STATED PROBLEM - Rewrite the data below as a JSON list of strings with one string per line, leaving out any blank lines.

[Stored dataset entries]
====

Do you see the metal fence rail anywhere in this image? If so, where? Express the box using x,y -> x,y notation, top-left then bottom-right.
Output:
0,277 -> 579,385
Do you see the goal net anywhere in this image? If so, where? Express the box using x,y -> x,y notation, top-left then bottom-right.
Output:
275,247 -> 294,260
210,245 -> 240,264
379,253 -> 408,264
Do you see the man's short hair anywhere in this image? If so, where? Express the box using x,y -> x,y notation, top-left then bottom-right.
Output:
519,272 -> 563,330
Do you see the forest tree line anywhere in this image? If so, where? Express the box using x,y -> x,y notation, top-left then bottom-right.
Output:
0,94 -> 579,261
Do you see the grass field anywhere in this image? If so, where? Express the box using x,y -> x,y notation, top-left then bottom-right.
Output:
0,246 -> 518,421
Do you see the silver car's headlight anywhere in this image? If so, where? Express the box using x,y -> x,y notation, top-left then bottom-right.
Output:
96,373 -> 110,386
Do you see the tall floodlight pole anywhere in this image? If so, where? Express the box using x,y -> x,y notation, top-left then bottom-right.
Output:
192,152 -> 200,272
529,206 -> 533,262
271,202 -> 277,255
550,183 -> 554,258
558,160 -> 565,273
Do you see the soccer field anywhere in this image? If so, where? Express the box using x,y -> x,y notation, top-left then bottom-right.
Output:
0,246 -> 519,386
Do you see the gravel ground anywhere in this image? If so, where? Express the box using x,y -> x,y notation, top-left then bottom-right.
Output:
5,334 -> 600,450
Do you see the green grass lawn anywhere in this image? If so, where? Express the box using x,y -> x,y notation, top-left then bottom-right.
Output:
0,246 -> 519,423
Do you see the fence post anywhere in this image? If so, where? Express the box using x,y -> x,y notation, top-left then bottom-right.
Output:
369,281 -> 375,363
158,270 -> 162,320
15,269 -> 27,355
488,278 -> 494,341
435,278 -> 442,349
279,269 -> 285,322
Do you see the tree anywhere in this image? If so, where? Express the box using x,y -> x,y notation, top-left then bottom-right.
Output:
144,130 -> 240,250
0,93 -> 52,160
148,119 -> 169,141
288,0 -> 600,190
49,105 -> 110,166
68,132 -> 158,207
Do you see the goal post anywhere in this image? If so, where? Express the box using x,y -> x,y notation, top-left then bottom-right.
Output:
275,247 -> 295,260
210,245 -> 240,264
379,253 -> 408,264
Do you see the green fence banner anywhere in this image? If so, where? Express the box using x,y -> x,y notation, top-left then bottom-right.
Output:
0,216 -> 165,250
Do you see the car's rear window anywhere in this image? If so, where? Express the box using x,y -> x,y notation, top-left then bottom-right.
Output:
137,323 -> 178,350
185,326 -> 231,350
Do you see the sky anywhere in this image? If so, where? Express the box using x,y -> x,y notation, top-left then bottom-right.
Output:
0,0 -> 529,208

====

OUTPUT FOR THIS TASK -
[
  "Do you see the metal fence rail anywhere in this image? If so, where? Express the box using x,y -> x,y notation, top-left then bottom-right.",
  "Output:",
  "0,277 -> 579,385",
  "Do you see the goal net anywhere in this image? If so, where? Express the box using x,y -> x,y notation, top-left then bottom-right.",
  "Output:",
  "275,247 -> 294,260",
  "210,245 -> 240,264",
  "379,253 -> 408,264",
  "Do you see the man's short hair anywhere in this image? If so, where? Express the box using x,y -> x,y notation, top-left then bottom-right.",
  "Output:",
  "519,272 -> 563,330",
  "Do you see the forest tree line anywhere in this image? If so, where? Express the box using x,y -> x,y notation, top-left then bottom-right.",
  "Output:",
  "0,94 -> 579,261",
  "Do you see the grass field anywhere in this image? If so, where? Express the box using x,y -> x,y notation, top-left then bottom-right.",
  "Output:",
  "0,246 -> 518,421",
  "Do you see the silver car's headlight anywhere in this image? If so, where? Express the box using x,y -> x,y notation, top-left then bottom-right.",
  "Output:",
  "96,373 -> 110,386",
  "Do you see the tall floodlight pole anywhere in this image? If so, where? Express the box using x,y -> x,y notation, top-left then bottom-right.",
  "Output:",
  "192,152 -> 200,272",
  "529,206 -> 533,262",
  "271,202 -> 277,255",
  "550,183 -> 554,258",
  "558,160 -> 565,273",
  "Do you see the soccer field anywhere in this image? If so, where? Express the box using x,y -> x,y notation, top-left then bottom-right.",
  "Output:",
  "0,246 -> 519,386",
  "Do you see the gravel ground anywhere in this image? If so, where? Express the box using x,y -> x,y notation, top-left then bottom-right.",
  "Output:",
  "5,334 -> 600,450",
  "Do you see the green grass lawn anywhere in this image? If so, where? Express the box using x,y -> x,y notation, top-left then bottom-right.",
  "Output:",
  "0,246 -> 519,423",
  "Do you see the fence post anywhere in this image? If so, where? Express the box using x,y -> x,y notation, top-left then bottom-right.",
  "Output:",
  "369,281 -> 375,363",
  "158,270 -> 162,320",
  "15,269 -> 27,355",
  "488,278 -> 494,341",
  "435,278 -> 442,349",
  "279,269 -> 285,322",
  "Do you see the tree anywhere in this image? If so, where? Express the box using x,y -> x,y notation, top-left then bottom-right.",
  "Output:",
  "144,130 -> 240,250",
  "0,93 -> 52,160",
  "148,119 -> 169,141",
  "288,0 -> 600,190",
  "49,105 -> 110,166",
  "68,132 -> 158,207",
  "Do you see the goal post anywhere in this image? If so, where? Express the box using x,y -> x,y notation, top-left then bottom-right.",
  "Output:",
  "275,247 -> 295,260",
  "210,245 -> 240,264",
  "379,253 -> 408,264",
  "Do you see the green fence banner anywhere in this image? If so, where? Express the box using x,y -> x,y notation, top-left then bottom-right.",
  "Output:",
  "0,216 -> 165,250",
  "Do you see the car's rear window anywhere in this image? If so, where? Express the box using x,y -> x,y notation, top-left then bottom-right.",
  "Output:",
  "137,323 -> 178,350",
  "185,326 -> 231,350",
  "Do you see the sky anywhere in this image? If so, where? Express the box using x,y -> x,y notation, top-left then bottom-right.",
  "Output:",
  "0,0 -> 529,208"
]